Estoy seguro de que en pocas ciudades del mundo se habrán creado tantas asociaciones para proteger el patrimonio artístico como en Florencia. Una de las últimas es Save Florence promovida por Ottaviano de’Medici que ha publicado un documental de lo más alarmista sobre la degradación de la ciudad. En él aparece su promotor, que se tiene por el último descendiente de la ilustre familia, aunque en realidad proceda de una rama muy secundaria de la misma, formulando su receta: poner en valor tantos lugares maravillosos como ofrece la ciudad y que apenas son visitados por estar fuera del circuito que ofrecen las guías y agencias. En esto estoy completamente de acuerdo con él. Lo comprobé una vez más hace unos días cuando visité la iglesia de San Salvi. «Hay que sustituir al turista depredador por el viajero» afirma convencido. Pero, a ver quién es capaz de convencer a un japonés que es la primera vez, y seguramente la última, que visita la ciudad de que no se haga la foto en Ponte Vecchio o frente a la fachada del Duomo.
----
Detalles de la tarea :: Copia íntegramente, sin ningún cambio, el fragmento de arriba sobre la protección del patrimonio de Florencia.

Datos mostrados ::
----
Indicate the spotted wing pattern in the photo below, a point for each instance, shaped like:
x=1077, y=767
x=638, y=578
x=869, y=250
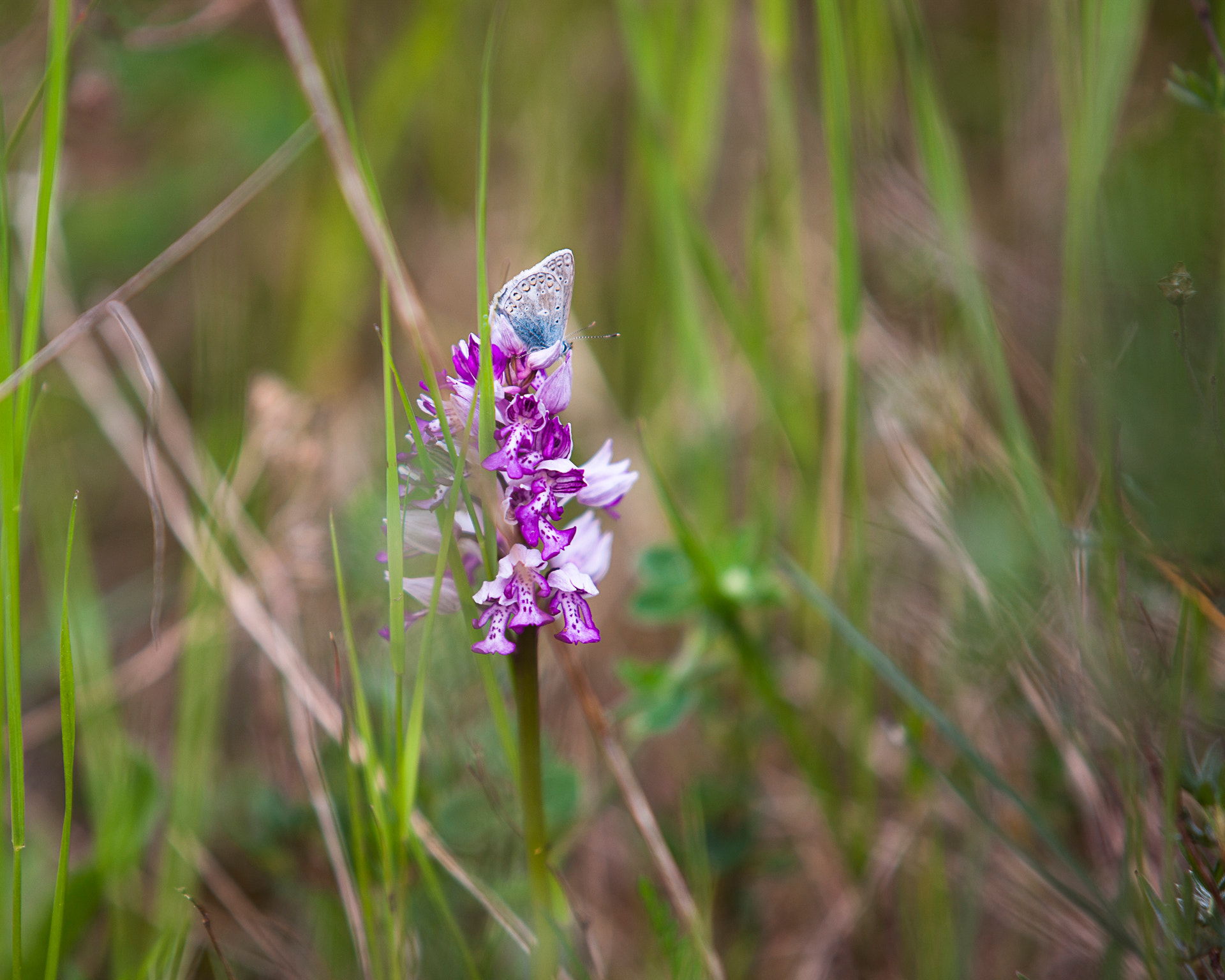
----
Problema resuelto ::
Estoy seguro de que en pocas ciudades del mundo se habrán creado tantas asociaciones para proteger el patrimonio artístico como en Florencia. Una de las últimas es Save Florence promovida por Ottaviano de’Medici que ha publicado un documental de lo más alarmista sobre la degradación de la ciudad. En él aparece su promotor, que se tiene por el último descendiente de la ilustre familia, aunque en realidad proceda de una rama muy secundaria de la misma, formulando su receta: poner en valor tantos lugares maravillosos como ofrece la ciudad y que apenas son visitados por estar fuera del circuito que ofrecen las guías y agencias. En esto estoy completamente de acuerdo con él. Lo comprobé una vez más hace unos días cuando visité la iglesia de San Salvi. «Hay que sustituir al turista depredador por el viajero» afirma convencido. Pero, a ver quién es capaz de convencer a un japonés que es la primera vez, y seguramente la última, que visita la ciudad de que no se haga la foto en Ponte Vecchio o frente a la fachada del Duomo.